• [Your objective] How many lines in the data below contain the string "path"? Reply with the number alone.
== Task data
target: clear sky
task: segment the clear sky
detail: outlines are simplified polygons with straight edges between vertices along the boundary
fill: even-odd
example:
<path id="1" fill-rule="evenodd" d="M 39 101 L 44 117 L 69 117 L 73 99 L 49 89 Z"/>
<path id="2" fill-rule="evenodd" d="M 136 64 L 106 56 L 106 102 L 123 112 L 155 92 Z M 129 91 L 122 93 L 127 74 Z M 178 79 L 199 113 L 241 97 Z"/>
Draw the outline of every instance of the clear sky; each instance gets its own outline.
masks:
====
• [Expected output] 2